### TASK PROMPT
Convert the items, starting at the first line and ending at the line containing "Segment every instance of the sky", into a Markdown table with the columns Row and Line Text, leaving out any blank lines.

### MATERIAL FOR THE TASK
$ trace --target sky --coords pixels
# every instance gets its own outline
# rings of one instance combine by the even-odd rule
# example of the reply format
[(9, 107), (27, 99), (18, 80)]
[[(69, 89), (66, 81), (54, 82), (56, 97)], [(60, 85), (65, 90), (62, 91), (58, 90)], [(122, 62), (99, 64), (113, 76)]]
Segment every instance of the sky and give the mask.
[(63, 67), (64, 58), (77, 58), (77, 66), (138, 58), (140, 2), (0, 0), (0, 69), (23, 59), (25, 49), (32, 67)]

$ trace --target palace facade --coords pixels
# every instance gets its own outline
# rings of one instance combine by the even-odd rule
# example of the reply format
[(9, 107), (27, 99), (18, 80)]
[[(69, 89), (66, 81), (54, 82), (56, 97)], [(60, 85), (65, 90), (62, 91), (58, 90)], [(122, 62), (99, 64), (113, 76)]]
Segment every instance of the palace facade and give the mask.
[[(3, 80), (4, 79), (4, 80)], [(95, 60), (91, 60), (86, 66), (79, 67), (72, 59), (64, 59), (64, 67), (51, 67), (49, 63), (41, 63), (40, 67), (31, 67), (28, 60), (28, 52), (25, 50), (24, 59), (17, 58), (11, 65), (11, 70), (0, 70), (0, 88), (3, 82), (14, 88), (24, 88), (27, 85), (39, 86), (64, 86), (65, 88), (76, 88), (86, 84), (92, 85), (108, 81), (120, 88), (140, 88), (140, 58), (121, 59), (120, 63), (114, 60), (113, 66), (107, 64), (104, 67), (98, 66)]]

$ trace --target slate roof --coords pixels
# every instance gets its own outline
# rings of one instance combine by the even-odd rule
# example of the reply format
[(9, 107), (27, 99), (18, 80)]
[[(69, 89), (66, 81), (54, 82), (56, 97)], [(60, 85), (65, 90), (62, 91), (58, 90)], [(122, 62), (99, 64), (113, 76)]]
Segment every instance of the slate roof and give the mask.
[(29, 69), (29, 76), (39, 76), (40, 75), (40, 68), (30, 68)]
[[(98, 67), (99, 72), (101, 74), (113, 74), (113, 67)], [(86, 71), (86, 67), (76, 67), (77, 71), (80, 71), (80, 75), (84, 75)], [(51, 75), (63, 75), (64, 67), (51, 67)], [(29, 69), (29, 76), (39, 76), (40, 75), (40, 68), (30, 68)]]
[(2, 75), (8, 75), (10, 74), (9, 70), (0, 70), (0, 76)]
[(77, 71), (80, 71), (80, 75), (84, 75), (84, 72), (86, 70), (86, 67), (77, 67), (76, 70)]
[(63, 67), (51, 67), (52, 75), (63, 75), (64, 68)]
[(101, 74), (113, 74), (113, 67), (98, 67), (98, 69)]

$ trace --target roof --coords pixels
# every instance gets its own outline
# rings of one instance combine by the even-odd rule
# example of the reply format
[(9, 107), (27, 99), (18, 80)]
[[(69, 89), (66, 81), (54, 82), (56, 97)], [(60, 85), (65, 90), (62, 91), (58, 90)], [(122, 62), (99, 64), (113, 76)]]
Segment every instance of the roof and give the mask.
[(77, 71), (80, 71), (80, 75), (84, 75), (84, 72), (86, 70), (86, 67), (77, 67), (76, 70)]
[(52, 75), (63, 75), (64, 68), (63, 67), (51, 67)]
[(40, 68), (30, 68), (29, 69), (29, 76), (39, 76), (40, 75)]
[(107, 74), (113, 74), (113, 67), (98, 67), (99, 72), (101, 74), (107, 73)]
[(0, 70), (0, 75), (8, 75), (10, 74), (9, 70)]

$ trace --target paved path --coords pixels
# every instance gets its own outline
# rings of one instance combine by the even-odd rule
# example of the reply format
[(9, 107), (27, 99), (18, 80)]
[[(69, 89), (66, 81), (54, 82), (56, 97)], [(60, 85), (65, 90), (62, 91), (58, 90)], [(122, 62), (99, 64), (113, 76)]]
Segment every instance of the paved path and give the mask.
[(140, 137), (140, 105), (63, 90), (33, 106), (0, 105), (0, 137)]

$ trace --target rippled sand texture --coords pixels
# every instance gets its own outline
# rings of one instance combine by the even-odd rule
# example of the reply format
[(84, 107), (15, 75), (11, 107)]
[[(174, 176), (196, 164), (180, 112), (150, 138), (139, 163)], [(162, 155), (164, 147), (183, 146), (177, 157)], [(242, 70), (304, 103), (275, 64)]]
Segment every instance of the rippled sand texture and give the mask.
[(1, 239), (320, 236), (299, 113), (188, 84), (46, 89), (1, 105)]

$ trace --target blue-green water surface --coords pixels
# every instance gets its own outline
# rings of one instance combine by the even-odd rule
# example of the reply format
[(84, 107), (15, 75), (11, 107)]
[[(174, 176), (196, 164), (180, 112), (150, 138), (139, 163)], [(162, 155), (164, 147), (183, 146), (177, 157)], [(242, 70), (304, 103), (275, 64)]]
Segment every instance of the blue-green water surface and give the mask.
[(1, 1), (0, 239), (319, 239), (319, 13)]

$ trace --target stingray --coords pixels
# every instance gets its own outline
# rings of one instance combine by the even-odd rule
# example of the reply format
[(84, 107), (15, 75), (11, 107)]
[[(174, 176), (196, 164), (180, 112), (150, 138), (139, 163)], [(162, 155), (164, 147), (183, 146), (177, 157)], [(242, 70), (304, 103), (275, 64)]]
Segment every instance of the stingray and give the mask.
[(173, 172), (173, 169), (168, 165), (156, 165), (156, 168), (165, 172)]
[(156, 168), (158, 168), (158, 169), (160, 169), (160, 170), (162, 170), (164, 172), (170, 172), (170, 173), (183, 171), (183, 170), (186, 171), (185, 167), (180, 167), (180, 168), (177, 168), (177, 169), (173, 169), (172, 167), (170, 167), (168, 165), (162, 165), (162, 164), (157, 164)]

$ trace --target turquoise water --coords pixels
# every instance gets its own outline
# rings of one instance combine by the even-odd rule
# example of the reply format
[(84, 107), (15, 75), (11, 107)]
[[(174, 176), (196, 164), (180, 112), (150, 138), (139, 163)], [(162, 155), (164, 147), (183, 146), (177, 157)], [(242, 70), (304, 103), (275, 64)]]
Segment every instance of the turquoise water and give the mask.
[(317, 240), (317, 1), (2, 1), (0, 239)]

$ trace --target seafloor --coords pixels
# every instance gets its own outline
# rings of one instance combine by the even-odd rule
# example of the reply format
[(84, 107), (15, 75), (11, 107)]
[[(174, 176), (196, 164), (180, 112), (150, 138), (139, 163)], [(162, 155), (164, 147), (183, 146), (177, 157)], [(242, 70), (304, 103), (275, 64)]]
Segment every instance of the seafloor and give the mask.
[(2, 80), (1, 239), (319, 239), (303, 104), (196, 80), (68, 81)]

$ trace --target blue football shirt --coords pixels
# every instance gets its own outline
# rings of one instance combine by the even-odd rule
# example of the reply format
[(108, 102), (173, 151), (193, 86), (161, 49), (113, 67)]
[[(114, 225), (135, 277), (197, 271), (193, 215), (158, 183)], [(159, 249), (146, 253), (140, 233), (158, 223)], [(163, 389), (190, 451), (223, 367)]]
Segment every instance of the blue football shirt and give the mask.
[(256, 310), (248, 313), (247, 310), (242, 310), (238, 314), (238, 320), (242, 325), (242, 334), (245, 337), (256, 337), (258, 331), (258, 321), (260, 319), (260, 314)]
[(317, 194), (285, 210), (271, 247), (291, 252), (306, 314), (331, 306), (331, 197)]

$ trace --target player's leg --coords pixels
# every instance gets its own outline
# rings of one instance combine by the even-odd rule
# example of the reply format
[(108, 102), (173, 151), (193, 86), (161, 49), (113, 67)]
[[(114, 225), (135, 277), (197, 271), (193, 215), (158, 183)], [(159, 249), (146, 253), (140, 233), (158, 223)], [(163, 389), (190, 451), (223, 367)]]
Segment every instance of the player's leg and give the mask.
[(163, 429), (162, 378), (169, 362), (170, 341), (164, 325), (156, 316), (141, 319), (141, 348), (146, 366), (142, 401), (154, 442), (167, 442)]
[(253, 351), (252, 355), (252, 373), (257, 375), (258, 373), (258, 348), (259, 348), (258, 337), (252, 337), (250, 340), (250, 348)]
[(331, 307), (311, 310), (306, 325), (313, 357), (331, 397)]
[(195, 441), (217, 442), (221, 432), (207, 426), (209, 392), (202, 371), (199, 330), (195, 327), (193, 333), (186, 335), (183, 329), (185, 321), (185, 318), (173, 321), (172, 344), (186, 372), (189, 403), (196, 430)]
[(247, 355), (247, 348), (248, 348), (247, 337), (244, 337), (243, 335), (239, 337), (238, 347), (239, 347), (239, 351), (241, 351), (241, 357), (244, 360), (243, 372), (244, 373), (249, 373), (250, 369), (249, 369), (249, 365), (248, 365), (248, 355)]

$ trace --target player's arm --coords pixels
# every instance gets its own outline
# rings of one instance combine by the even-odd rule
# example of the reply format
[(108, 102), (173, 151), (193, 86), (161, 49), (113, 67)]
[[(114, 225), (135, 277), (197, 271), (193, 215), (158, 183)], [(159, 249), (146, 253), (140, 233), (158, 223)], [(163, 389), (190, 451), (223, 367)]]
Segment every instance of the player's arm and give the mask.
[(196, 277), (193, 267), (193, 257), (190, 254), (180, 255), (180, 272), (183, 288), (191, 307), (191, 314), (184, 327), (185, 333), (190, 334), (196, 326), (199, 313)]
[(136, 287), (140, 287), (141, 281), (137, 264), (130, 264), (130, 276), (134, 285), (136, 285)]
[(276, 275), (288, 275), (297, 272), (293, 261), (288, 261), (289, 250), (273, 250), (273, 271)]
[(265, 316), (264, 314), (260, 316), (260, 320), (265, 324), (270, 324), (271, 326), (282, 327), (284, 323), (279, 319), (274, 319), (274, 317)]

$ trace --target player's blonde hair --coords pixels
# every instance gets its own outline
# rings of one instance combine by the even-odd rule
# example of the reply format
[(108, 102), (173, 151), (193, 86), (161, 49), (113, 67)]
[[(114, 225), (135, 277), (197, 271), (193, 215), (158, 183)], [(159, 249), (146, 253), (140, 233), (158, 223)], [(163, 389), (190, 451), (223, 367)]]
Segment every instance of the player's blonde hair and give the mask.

### EXERCISE SOLUTION
| Row | Line Text |
|---|---|
| 1 | $ trace --target sky --coords pixels |
| 2 | # every instance gets its own outline |
| 3 | # rings of one instance combine by the even-odd rule |
| 4 | # example of the reply format |
| 5 | [(9, 107), (27, 99), (18, 80)] |
| 6 | [[(69, 89), (66, 81), (54, 82), (56, 97)], [(60, 85), (65, 90), (62, 91), (58, 90)], [(122, 62), (99, 64), (113, 76)]] |
| 7 | Segment every instance of the sky and give the mask. |